• REQUIREMENT
The records that follow must be reproduced in full, exactly as written.

* start SUPPLIED DATA *

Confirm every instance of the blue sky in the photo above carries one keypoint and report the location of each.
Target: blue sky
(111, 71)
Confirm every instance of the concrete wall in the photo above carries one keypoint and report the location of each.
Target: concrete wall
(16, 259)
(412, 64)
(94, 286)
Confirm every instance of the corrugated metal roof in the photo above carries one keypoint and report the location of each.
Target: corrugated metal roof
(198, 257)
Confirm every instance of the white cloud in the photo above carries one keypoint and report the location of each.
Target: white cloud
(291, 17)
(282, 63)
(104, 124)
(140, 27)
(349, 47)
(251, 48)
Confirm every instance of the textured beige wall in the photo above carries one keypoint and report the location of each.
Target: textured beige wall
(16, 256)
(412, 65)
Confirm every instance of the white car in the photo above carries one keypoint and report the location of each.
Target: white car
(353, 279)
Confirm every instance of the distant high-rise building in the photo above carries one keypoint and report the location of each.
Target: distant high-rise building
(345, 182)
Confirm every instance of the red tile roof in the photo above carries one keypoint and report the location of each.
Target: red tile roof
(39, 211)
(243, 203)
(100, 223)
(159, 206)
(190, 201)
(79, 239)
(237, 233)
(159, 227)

* end SUPPLIED DATA *

• TASK OUTPUT
Confirm every instance of the blue sky in the photo above carries one keypoint and report the location of each.
Target: blue sky
(111, 71)
Confirm every instance of the concrete wall in the photo above carries one keypoint and report the location of each.
Target: concrete wall
(16, 259)
(412, 64)
(94, 286)
Confirm every instance of the corrugated metal roof in the photo above carries one keypoint and report the location of each.
Target: corrugated metal roof
(198, 257)
Confirm every instance of the white cloud in the photo above carries one keypoint and report the location of each.
Target: white cloud
(291, 17)
(282, 63)
(104, 124)
(140, 27)
(349, 47)
(251, 48)
Confirm every instance of the textured beige wall in the photo above carries one keypoint and report the location of each.
Target: textured beige wall
(16, 256)
(412, 65)
Confirm every instance of the white car in the photo above carries one keypoint and report the location of each.
Target: white car
(353, 279)
Confirm every instance of the distant high-rise building in the photo above carries one keypoint and report the location of each.
Target: distant high-rise building
(345, 182)
Confirm every instance of the red tile roof in the photo above carries one keypoint and report the location of each.
Target: red tile roof
(39, 211)
(243, 203)
(100, 223)
(159, 206)
(190, 201)
(79, 239)
(237, 233)
(159, 227)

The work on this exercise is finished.